**Extrait à lire:**
----------------------------------------

Granreporterre # 7, La Fabrique de la domination, mise en scène de l’actualité, de et par Carole Thibaut et Lorraine de Foucher

Granreporterre # 7, La Fabrique de la domination, mise en scène de l’actualité, de et par Carole Thibaut et Lorraine de Foucher

Angélique Clairand et Éric Massé dirigent le théâtre du Point du jour, à Lyon (Vème) et on peut être sûr que leur programme ne sera pas «non essentiel». Ils l’axent sur les grandes questions de société et inventent aussi les formes nécessaires pour rassembler le public autour. Et cela marche!
Nous avons un défaut, nous critiques: nous nous intéressons plus souvent au «comment c’est fait», qu’au «de quoi il est question?», en sachant que le théâtre n’a d’intérêt que dans l’articulation entre le quoi et le comment.

----------------------------------------

**Données fournies:**
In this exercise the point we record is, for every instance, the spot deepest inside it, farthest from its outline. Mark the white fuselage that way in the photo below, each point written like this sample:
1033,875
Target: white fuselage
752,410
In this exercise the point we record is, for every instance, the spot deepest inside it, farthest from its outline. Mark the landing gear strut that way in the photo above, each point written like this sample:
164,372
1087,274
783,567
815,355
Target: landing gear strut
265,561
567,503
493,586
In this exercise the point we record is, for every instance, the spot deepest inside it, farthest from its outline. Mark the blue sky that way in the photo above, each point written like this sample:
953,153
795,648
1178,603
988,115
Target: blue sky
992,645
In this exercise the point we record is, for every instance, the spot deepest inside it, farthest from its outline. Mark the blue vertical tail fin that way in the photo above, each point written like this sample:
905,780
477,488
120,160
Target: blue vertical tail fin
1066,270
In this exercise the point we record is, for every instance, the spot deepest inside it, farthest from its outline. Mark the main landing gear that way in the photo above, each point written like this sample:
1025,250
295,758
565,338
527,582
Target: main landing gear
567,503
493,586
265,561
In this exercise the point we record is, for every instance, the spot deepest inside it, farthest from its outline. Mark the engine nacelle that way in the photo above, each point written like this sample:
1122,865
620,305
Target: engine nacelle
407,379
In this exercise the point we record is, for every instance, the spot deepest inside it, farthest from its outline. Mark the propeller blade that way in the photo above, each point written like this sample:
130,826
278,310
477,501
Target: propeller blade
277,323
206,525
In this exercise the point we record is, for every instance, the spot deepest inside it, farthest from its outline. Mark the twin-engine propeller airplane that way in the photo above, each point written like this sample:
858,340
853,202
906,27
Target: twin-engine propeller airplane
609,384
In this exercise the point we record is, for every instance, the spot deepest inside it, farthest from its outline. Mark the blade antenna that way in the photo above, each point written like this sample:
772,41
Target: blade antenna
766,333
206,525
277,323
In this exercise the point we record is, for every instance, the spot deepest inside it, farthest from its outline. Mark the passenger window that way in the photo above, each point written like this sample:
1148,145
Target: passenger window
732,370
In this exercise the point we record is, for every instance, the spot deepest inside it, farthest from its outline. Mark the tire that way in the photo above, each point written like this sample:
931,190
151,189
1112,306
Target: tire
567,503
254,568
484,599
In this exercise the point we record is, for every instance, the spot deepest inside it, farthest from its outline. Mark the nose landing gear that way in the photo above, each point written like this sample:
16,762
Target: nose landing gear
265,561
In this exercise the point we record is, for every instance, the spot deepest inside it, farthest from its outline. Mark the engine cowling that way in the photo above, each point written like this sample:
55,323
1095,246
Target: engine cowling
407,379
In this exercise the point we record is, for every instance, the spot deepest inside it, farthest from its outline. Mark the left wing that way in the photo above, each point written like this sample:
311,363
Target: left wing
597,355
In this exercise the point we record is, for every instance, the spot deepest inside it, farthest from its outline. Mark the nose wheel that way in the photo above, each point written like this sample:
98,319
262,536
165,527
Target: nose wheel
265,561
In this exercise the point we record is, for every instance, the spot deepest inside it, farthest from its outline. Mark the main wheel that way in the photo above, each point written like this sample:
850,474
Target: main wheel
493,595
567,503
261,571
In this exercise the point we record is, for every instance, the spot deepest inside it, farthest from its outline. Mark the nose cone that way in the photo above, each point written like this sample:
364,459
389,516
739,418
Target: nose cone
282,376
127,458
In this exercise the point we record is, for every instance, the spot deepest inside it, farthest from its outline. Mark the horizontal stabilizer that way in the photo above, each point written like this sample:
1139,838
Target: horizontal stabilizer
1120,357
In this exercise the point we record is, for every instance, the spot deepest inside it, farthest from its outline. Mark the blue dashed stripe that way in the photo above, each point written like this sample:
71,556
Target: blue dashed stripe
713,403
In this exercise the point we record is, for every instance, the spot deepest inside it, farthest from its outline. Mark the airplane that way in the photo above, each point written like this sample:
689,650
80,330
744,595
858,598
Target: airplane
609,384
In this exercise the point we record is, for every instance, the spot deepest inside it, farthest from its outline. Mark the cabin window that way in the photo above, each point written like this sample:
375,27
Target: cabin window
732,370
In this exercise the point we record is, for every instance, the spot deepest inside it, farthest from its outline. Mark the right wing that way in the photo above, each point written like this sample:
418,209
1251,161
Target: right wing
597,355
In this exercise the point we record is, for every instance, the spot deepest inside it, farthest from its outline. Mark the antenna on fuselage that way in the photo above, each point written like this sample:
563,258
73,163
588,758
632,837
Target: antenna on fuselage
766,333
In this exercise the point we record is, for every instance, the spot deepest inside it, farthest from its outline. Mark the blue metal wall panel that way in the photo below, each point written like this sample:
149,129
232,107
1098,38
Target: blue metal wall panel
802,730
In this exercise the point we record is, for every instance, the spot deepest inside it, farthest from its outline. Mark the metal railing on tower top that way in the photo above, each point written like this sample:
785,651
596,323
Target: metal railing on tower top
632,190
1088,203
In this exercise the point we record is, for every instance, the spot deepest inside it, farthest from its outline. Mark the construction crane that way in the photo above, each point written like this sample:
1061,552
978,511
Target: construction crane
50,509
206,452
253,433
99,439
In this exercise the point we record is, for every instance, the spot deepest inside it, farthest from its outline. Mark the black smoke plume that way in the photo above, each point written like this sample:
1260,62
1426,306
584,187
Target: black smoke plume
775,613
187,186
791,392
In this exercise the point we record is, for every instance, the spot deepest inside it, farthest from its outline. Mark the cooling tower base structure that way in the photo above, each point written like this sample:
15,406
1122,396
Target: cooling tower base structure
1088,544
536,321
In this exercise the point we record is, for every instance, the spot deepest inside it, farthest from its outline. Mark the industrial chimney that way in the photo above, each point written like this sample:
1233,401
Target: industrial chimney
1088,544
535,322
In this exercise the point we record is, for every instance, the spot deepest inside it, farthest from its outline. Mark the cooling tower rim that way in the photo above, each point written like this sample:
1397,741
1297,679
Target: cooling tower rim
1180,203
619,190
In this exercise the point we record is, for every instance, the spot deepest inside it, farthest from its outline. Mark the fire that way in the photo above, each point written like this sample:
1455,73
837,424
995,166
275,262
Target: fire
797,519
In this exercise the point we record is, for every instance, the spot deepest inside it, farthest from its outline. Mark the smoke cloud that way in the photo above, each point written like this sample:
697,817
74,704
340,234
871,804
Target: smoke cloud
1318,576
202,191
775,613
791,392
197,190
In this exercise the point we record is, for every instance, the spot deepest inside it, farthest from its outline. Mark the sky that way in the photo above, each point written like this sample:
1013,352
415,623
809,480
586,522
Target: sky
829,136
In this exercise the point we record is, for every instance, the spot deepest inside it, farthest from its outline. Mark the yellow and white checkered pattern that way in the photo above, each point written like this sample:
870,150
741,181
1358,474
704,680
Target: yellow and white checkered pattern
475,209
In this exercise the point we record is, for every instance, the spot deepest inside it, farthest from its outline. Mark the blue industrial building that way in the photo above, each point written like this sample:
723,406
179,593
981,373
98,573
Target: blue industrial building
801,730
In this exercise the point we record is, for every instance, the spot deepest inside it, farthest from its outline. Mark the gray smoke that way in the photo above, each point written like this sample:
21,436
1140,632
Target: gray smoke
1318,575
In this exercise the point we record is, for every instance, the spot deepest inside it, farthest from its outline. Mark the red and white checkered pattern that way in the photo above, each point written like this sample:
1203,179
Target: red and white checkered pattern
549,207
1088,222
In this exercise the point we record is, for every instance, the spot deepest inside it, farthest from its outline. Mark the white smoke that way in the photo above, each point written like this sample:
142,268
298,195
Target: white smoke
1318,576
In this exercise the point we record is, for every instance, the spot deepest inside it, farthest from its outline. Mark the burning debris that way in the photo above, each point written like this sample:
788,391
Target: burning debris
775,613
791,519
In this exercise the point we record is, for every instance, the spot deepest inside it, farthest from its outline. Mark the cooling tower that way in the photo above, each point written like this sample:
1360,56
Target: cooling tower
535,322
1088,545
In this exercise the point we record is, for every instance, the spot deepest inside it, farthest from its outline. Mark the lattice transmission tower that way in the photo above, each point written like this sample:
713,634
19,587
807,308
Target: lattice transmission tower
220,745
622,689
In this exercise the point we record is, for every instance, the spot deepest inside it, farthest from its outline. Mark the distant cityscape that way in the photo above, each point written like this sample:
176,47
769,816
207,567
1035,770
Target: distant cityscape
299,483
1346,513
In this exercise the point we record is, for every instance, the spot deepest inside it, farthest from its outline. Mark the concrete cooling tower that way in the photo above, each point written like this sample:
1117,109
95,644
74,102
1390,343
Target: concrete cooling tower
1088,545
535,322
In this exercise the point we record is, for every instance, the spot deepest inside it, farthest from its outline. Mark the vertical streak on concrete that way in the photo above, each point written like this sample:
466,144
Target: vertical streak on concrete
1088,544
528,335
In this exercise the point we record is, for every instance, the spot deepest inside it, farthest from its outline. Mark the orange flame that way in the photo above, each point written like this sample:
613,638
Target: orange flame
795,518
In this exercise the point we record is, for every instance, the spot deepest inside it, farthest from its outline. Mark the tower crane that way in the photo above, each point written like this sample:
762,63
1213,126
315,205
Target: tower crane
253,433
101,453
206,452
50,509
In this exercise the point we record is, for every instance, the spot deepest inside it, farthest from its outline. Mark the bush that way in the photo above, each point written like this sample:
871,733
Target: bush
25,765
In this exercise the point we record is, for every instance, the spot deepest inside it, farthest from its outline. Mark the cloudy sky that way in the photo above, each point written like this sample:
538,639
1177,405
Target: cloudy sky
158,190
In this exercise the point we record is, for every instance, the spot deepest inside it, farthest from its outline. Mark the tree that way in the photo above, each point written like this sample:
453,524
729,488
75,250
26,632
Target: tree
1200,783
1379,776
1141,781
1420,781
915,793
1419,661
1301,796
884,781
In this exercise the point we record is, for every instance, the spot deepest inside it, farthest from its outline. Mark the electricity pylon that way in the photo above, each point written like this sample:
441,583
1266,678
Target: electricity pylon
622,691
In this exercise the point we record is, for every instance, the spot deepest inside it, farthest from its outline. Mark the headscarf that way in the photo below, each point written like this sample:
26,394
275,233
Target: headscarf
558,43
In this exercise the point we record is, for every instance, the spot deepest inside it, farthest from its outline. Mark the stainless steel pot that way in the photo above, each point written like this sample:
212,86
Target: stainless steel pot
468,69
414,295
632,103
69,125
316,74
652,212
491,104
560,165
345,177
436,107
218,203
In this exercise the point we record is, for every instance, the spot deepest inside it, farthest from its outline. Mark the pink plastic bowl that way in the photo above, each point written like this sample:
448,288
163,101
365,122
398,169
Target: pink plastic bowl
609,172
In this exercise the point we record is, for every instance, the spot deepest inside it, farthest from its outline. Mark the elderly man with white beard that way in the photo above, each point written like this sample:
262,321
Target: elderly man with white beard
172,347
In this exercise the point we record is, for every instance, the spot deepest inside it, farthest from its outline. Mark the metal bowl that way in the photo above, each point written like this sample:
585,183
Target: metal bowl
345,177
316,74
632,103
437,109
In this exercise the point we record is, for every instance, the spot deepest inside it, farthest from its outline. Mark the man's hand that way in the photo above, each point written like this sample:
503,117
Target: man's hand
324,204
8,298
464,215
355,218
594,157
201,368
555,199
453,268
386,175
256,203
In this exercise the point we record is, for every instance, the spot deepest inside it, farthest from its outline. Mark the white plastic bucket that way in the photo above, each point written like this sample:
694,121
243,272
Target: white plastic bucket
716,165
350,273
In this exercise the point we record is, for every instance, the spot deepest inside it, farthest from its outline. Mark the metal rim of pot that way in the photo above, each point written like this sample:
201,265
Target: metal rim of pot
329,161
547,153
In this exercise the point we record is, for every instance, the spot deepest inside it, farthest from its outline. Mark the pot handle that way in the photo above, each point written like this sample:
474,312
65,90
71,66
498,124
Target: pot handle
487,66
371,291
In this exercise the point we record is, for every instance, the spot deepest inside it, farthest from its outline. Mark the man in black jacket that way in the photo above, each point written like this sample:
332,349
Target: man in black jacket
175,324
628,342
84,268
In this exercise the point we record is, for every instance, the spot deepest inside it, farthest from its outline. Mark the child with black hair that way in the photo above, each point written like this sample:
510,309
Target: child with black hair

----------------------------------------

**Liste des consignes:**
(a) Pouvez-vous transcrire, dans l'article sur Granreporterre, tout ce qui va de « Nous avons un » jusqu'à « et le comment. » ?
(b) Pouvez-vous reprendre l'article sur Granreporterre après sa dernière phrase et en écrire la suite ?

**Réponses de l'exercice:**
(a)
Nous avons un défaut, nous critiques: nous nous intéressons plus souvent au «comment c’est fait», qu’au «de quoi il est question?», en sachant que le théâtre n’a d’intérêt que dans l’articulation entre le quoi et le comment.

(b)
Ces directeurs nous mettent face à une question d’une actualité brûlante et qu’ils ont choisie;  ils travaillent sur le : «comment faire» et sur le : « à qui je parle». Pas si simple : l’art s’adresse en principe à tous… mais pas toujours de la même façon ! En tout cas, il doit s’interroger sur ce point. Angélique Clairand et Éric Massé offrent, entre autres, des résidences à des équipes diverses, explorent la ville, vont voir ailleurs « habiter la contradiction » (des mots empruntés à Geneviève Fraisse).

©Bertrand Gaudillère

©Bertrand Gaudillère

Le protocole des Grands ReporTERRE est la traduction directe des principes de ces codirecteurs:ils ont fait  se rencontrer  une artiste et une journaliste et en fonction du thème cela devient une conférence, une performance, un spectacle, un forme inédite… Pour ce septième Reporterre, ils leur ont donné carte blanche, ont pris en charge une partie des coûts de production et une semaine de plateau à Carole Thibaut, directrice du Centre Dramatique national de Montluçon.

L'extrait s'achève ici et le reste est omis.